Every entry must be transcribed without alteration.

Stored records:
▬▬▬

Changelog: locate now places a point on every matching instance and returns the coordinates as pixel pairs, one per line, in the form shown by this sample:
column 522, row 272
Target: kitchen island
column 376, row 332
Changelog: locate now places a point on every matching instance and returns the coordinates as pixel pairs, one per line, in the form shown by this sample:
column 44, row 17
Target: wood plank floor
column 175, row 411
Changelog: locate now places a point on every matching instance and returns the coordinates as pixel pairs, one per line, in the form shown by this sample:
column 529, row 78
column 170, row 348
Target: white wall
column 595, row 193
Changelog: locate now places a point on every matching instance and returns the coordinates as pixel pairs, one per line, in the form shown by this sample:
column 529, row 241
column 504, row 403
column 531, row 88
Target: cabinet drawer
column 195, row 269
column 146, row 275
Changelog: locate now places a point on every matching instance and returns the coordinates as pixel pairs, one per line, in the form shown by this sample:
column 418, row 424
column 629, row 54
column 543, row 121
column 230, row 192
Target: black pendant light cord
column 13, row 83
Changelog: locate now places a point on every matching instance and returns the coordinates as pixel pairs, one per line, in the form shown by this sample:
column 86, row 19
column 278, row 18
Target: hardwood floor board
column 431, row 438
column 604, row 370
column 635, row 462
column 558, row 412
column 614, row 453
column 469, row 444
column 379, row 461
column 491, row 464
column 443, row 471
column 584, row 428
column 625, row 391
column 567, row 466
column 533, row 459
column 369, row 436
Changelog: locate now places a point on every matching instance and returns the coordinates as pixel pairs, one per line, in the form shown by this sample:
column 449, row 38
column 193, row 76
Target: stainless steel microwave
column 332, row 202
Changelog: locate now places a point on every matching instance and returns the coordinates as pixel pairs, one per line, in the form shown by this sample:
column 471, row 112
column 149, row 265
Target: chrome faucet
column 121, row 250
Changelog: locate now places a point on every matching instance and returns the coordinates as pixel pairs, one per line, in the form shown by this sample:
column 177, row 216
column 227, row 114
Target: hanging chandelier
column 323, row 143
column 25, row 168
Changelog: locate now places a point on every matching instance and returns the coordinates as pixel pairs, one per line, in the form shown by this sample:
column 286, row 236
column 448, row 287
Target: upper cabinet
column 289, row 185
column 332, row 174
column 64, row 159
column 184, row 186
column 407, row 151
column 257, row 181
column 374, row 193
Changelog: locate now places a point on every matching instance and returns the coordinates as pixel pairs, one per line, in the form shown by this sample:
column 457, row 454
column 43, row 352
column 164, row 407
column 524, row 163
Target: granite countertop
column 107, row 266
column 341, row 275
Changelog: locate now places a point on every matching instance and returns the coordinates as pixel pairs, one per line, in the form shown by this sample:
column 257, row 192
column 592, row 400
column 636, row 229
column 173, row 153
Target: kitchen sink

▬▬▬

### ANSWER SECTION
Changelog: locate now places a point on every matching instance and returns the coordinates as pixel pairs, one per line, in the form shown by this sample:
column 522, row 272
Target: kitchen island
column 376, row 332
Changelog: locate now places a point on every matching instance and returns the coordinates as pixel pairs, one per line, in the form shown by this sample:
column 44, row 17
Target: wood plank floor
column 175, row 411
Changelog: locate now places a point on every matching instance and returns the coordinates as pixel pairs, one per line, in the form shown by this sample:
column 529, row 78
column 170, row 348
Target: white wall
column 595, row 193
Changelog: locate now places a point on every matching instance and returns the coordinates as pixel pairs, one per line, in the form shown by this sample:
column 529, row 241
column 504, row 403
column 531, row 88
Target: cabinet drawer
column 195, row 269
column 146, row 275
Changelog: locate now places a point on every matching instance and returns the coordinates as pixel pairs, one per line, in the form shown by this sample:
column 418, row 424
column 629, row 54
column 543, row 121
column 230, row 192
Target: black pendant light cord
column 13, row 83
Changelog: locate now places a point on every matching instance and returns the coordinates as pixel pairs, one per line, in the form shown by this sample:
column 86, row 19
column 278, row 18
Target: hardwood floor board
column 431, row 438
column 604, row 370
column 635, row 462
column 558, row 412
column 614, row 453
column 469, row 444
column 379, row 461
column 491, row 464
column 443, row 471
column 584, row 428
column 625, row 391
column 567, row 466
column 533, row 459
column 369, row 436
Changelog: locate now places a point on every matching instance and returns the coordinates as pixel pairs, one per line, in the form shown by this sample:
column 449, row 38
column 193, row 76
Target: stainless steel microwave
column 332, row 202
Changelog: locate now places a point on every matching instance and returns the coordinates as pixel pairs, one per line, in the form shown by this sample:
column 471, row 112
column 149, row 265
Target: chrome faucet
column 121, row 250
Changelog: locate now places a point on every matching instance and returns the coordinates as pixel pairs, one per line, in the form shown by this sample:
column 177, row 216
column 227, row 114
Target: hanging chandelier
column 323, row 143
column 25, row 168
Changelog: locate now places a point on every matching instance and returns the coordinates as pixel pairs, one per line, in the form shown by this sample:
column 286, row 236
column 448, row 287
Target: upper cabinet
column 289, row 185
column 332, row 174
column 64, row 159
column 184, row 186
column 407, row 151
column 257, row 181
column 374, row 193
Changelog: locate now places a point on every matching instance and returns the coordinates as pixel pairs, one per line, in the form shown by this sample:
column 457, row 454
column 43, row 352
column 164, row 407
column 524, row 163
Target: granite countertop
column 107, row 266
column 341, row 275
Changelog: locate now places a point on every matching instance and returns the coordinates as pixel pairs, one per line, in the form shown by this sample:
column 257, row 192
column 592, row 400
column 636, row 229
column 173, row 153
Target: kitchen sink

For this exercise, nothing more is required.